[Page text]:
____________
DM: What is it about the living dead that makes such an effective subgenre of horror films?
JG: What are we scared of more than death? They are death. Also, it’s evolutionarily ingrained in our genetics to be afraid of being eaten, so that’s there. And, finally, nobody likes the idea of their loved ones turning on them. It brings on a sort of natural paranoia.
DM: Do you see yourself getting roped into a sequel? Will we be seeing Return of the Dawn of the Dead?
JG: I’ve learned to never say never. Who knows? I doubt it, but we’ll see.
DM: Speaking of sequels, let’s get back to Scooby Doo. For the first film, you firmly established the presence of a real supernatural, and yet hold up the first series as being what Scooby Doo is all about – debunking the supernatural. So where’s the balance in your take?
JG: I don’t think Scooby-Doo is all about debunking the supernatural. I think it’s more about the mystery, the horror, and the comedy combined. I think the debunking stuff works well in the cartoon, but you can’t have a whole series of movies about debunking the supernatural. Even the Scooby feature-length cartoons have learned that.
____________
[Given records]:
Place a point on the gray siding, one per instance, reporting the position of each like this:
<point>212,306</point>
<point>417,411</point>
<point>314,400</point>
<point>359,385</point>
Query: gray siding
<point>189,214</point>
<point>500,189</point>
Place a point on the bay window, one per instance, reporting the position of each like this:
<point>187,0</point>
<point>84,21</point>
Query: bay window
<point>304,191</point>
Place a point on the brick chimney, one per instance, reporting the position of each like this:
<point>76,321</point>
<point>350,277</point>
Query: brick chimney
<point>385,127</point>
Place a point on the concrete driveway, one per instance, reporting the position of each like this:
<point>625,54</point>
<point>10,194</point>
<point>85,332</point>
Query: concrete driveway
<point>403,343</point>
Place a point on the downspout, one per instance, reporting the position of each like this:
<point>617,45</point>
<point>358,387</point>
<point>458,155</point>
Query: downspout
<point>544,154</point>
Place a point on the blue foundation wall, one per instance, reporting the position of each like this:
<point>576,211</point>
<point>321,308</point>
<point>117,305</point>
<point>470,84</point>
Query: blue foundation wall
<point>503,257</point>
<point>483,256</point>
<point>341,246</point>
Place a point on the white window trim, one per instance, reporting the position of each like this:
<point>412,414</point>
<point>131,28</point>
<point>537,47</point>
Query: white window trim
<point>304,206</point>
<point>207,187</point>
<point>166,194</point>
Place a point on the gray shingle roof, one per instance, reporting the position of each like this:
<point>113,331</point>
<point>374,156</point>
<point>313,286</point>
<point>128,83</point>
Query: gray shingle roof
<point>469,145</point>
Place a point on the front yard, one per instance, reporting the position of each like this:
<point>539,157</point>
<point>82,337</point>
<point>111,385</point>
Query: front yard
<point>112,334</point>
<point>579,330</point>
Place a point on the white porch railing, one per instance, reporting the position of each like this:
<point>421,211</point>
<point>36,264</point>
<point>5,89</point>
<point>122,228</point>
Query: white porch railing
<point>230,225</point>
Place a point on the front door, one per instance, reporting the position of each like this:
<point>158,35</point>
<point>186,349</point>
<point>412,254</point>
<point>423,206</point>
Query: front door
____________
[Questions]:
• A. List the reasons JG gives in the interview for why the living dead make an effective horror subgenre.
• B. In the interview, what does JG think Scooby-Doo is more about than debunking the supernatural?
The items have nothing to do with the interview.

[Responses]:
• A.
- They are death, and people fear nothing more than death.
- Fear of being eaten is evolutionarily ingrained in our genetics.
- Nobody likes the idea of their loved ones turning on them.

• B. The mystery, the horror and the comedy combined.